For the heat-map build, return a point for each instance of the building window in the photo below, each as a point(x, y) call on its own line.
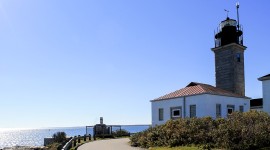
point(241, 108)
point(230, 109)
point(160, 114)
point(218, 110)
point(176, 112)
point(192, 111)
point(238, 57)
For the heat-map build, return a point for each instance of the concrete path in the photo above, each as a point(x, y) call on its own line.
point(112, 144)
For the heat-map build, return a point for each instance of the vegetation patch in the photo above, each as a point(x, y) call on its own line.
point(240, 131)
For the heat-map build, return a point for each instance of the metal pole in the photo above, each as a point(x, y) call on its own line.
point(237, 7)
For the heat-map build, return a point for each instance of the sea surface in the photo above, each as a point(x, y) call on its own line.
point(35, 137)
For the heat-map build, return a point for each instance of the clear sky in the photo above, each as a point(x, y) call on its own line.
point(66, 62)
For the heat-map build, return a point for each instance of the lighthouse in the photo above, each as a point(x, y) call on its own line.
point(229, 56)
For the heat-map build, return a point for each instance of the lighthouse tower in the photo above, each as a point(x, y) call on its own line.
point(229, 56)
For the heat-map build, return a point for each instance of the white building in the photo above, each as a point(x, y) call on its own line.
point(263, 103)
point(197, 100)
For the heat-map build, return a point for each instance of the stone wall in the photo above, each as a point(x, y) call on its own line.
point(229, 70)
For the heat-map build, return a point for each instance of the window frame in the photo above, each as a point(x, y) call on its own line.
point(179, 108)
point(190, 111)
point(218, 110)
point(160, 114)
point(241, 108)
point(230, 107)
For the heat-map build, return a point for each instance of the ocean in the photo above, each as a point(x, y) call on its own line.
point(35, 137)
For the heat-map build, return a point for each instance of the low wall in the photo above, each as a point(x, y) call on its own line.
point(48, 141)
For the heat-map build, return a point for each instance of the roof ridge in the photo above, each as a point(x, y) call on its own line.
point(198, 88)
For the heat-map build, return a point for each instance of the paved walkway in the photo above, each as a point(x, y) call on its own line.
point(113, 144)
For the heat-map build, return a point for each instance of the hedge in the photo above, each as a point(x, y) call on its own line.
point(240, 131)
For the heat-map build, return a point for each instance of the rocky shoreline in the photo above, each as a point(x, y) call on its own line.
point(25, 148)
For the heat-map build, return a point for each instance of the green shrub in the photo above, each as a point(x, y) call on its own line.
point(59, 137)
point(250, 130)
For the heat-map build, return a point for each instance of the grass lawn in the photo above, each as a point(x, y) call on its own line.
point(175, 148)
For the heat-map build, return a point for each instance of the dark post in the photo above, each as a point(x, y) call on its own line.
point(74, 141)
point(79, 139)
point(120, 132)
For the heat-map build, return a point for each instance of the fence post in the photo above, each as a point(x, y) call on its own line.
point(74, 141)
point(79, 139)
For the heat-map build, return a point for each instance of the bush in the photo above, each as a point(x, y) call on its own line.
point(248, 130)
point(59, 137)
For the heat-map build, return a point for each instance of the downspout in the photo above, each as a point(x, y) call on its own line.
point(184, 107)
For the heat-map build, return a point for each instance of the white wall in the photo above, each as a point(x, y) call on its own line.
point(205, 106)
point(266, 95)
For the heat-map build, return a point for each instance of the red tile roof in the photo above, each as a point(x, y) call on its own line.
point(266, 77)
point(198, 88)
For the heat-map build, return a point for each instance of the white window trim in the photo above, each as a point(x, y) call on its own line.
point(173, 110)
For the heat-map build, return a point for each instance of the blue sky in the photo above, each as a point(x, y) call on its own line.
point(66, 63)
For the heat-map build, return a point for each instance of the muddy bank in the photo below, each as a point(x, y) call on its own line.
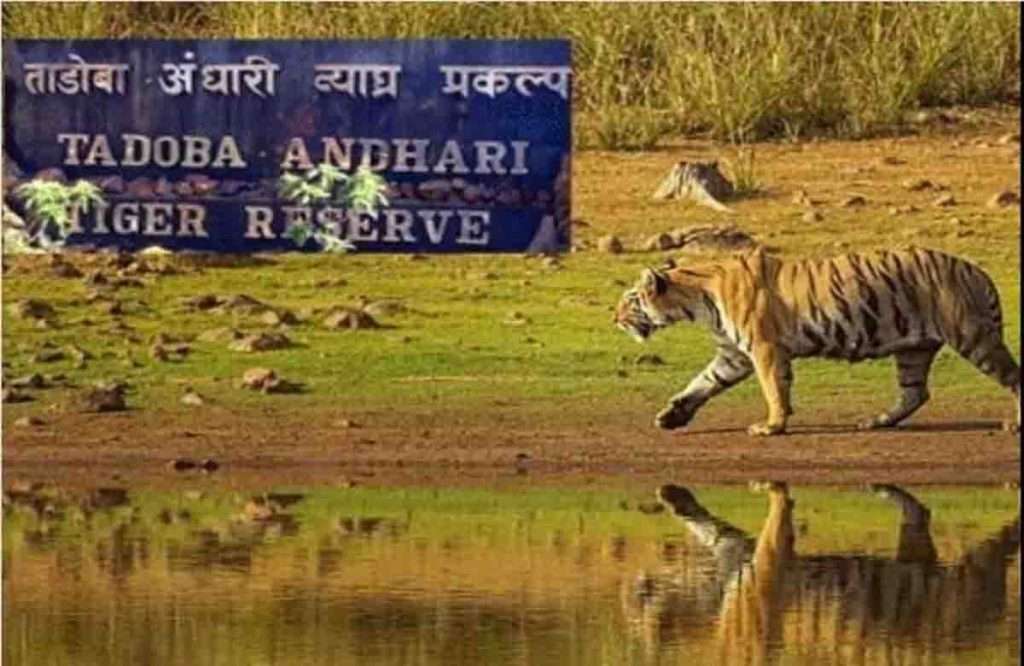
point(288, 448)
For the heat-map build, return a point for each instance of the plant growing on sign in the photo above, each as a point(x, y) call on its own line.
point(50, 207)
point(363, 192)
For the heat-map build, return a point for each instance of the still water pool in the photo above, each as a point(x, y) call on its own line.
point(712, 575)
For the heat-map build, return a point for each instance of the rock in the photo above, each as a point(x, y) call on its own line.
point(1004, 199)
point(258, 509)
point(346, 318)
point(245, 303)
point(920, 184)
point(258, 378)
point(609, 244)
point(203, 302)
point(648, 360)
point(112, 307)
point(96, 279)
point(658, 242)
point(141, 188)
point(383, 308)
point(261, 342)
point(516, 318)
point(107, 498)
point(279, 318)
point(78, 354)
point(29, 422)
point(66, 271)
point(221, 335)
point(181, 464)
point(35, 380)
point(713, 238)
point(102, 398)
point(267, 381)
point(47, 356)
point(801, 198)
point(12, 396)
point(32, 308)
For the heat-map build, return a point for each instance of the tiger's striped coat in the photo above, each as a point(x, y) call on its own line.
point(764, 311)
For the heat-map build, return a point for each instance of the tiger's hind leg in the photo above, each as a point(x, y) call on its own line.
point(991, 357)
point(912, 368)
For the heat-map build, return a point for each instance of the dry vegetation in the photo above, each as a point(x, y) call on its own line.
point(647, 71)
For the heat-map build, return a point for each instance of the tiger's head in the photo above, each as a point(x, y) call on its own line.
point(638, 311)
point(656, 300)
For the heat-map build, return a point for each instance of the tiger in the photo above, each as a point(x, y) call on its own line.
point(764, 311)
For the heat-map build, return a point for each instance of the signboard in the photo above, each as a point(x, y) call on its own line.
point(188, 138)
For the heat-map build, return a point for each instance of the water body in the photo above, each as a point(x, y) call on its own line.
point(713, 575)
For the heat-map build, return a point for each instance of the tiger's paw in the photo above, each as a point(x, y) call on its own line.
point(877, 423)
point(673, 417)
point(765, 429)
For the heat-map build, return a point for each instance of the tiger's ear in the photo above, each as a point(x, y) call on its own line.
point(654, 282)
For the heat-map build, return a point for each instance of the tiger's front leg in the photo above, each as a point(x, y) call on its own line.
point(727, 369)
point(775, 374)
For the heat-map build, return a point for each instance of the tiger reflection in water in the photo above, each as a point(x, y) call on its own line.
point(834, 609)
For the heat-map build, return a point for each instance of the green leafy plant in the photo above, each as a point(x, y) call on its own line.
point(50, 207)
point(361, 192)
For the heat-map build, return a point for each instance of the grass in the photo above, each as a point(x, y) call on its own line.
point(645, 72)
point(452, 351)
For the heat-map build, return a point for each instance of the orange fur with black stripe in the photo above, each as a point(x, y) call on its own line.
point(764, 311)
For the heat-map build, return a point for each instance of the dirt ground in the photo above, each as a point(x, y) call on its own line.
point(275, 448)
point(273, 444)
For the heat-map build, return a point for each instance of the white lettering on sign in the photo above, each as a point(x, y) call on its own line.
point(460, 225)
point(75, 78)
point(495, 80)
point(357, 80)
point(141, 151)
point(256, 73)
point(152, 218)
point(473, 227)
point(410, 156)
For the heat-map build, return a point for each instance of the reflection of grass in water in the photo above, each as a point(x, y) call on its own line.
point(454, 588)
point(829, 519)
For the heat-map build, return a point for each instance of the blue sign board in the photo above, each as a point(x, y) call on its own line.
point(188, 138)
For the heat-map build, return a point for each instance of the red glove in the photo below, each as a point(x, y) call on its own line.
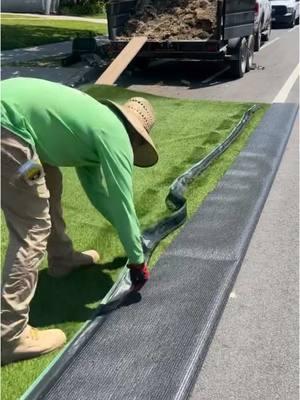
point(139, 274)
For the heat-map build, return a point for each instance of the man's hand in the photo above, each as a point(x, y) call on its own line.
point(139, 274)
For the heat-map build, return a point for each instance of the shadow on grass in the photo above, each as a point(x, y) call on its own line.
point(70, 299)
point(18, 36)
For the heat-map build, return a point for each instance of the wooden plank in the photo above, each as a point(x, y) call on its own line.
point(114, 70)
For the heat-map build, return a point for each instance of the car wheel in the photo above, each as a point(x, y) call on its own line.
point(250, 58)
point(257, 42)
point(238, 67)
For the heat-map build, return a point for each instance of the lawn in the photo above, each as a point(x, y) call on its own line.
point(26, 32)
point(185, 132)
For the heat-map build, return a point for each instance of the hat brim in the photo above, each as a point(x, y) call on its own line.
point(145, 155)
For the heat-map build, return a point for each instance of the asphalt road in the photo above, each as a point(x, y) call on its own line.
point(276, 60)
point(254, 354)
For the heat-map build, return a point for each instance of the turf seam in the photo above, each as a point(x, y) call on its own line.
point(151, 238)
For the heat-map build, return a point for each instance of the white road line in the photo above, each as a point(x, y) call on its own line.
point(215, 75)
point(269, 43)
point(286, 88)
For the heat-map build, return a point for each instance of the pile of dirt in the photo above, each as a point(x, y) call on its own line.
point(174, 19)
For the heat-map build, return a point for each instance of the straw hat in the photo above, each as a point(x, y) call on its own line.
point(140, 115)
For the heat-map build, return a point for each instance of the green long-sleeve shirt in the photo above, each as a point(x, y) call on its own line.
point(67, 127)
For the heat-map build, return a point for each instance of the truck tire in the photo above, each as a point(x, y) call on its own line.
point(257, 42)
point(250, 58)
point(267, 33)
point(238, 67)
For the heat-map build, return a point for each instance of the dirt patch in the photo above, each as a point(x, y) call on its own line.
point(174, 19)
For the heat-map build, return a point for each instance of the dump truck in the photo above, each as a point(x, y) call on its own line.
point(227, 36)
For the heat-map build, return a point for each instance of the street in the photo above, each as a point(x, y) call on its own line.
point(254, 354)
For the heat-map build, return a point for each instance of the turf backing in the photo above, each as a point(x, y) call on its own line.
point(184, 133)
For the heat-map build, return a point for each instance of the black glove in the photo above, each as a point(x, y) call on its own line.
point(139, 274)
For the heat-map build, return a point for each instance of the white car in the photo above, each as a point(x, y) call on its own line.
point(285, 12)
point(262, 22)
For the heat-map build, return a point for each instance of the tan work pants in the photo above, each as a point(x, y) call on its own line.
point(35, 223)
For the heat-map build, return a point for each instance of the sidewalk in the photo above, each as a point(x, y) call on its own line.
point(39, 52)
point(56, 17)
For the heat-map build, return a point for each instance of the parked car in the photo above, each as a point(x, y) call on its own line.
point(263, 22)
point(285, 12)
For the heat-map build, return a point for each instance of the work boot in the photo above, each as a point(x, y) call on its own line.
point(32, 343)
point(58, 269)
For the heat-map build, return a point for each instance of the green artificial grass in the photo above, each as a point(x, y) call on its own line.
point(26, 32)
point(184, 133)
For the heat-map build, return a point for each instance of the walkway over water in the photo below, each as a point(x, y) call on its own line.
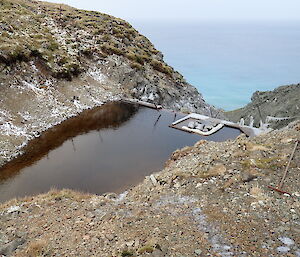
point(106, 149)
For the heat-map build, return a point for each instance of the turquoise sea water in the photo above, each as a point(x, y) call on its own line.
point(227, 62)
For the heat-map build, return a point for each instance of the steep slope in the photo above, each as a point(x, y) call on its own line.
point(56, 61)
point(282, 102)
point(212, 199)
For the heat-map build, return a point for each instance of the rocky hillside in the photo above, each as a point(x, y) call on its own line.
point(56, 61)
point(212, 199)
point(282, 103)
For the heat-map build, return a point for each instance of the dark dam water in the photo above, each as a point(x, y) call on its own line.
point(106, 149)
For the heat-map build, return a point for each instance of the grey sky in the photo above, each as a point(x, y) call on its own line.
point(137, 10)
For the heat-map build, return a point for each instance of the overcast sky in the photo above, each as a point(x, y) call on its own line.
point(192, 10)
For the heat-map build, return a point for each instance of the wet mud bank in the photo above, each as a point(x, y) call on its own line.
point(108, 148)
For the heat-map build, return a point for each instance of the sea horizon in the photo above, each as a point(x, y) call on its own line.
point(228, 61)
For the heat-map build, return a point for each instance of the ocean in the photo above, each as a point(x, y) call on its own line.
point(226, 61)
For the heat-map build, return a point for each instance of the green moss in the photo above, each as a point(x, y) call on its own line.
point(264, 163)
point(146, 249)
point(136, 66)
point(25, 36)
point(161, 67)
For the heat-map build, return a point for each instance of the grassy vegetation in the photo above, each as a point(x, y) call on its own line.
point(61, 35)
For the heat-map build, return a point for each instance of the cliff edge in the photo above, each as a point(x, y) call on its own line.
point(56, 61)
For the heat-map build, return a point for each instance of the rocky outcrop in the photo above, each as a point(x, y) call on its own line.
point(282, 105)
point(56, 61)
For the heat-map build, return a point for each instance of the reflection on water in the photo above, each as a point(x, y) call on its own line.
point(104, 149)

:: Goal of the exercise ::
Copy the data starting at the line containing "the wet mud" and ending at the line containing "point(226, 61)", both ends included, with the request lines left unchanged. Multiply each point coordinate in the answers by 1.7, round to the nearest whole number with halves going up, and output only those lines.

:: Problem solution ::
For the heat-map build, return a point for each instance of the wet mud bank in the photo above, each as a point(x, y) call on its own line.
point(184, 252)
For the heat-map build, return a point for each instance of the sea horizon in the photo above, each as a point(x, y) call on its own line.
point(388, 104)
For the heat-map build, return a point for each instance of the ocean in the photo above, each as a point(x, y) call on its own line.
point(384, 104)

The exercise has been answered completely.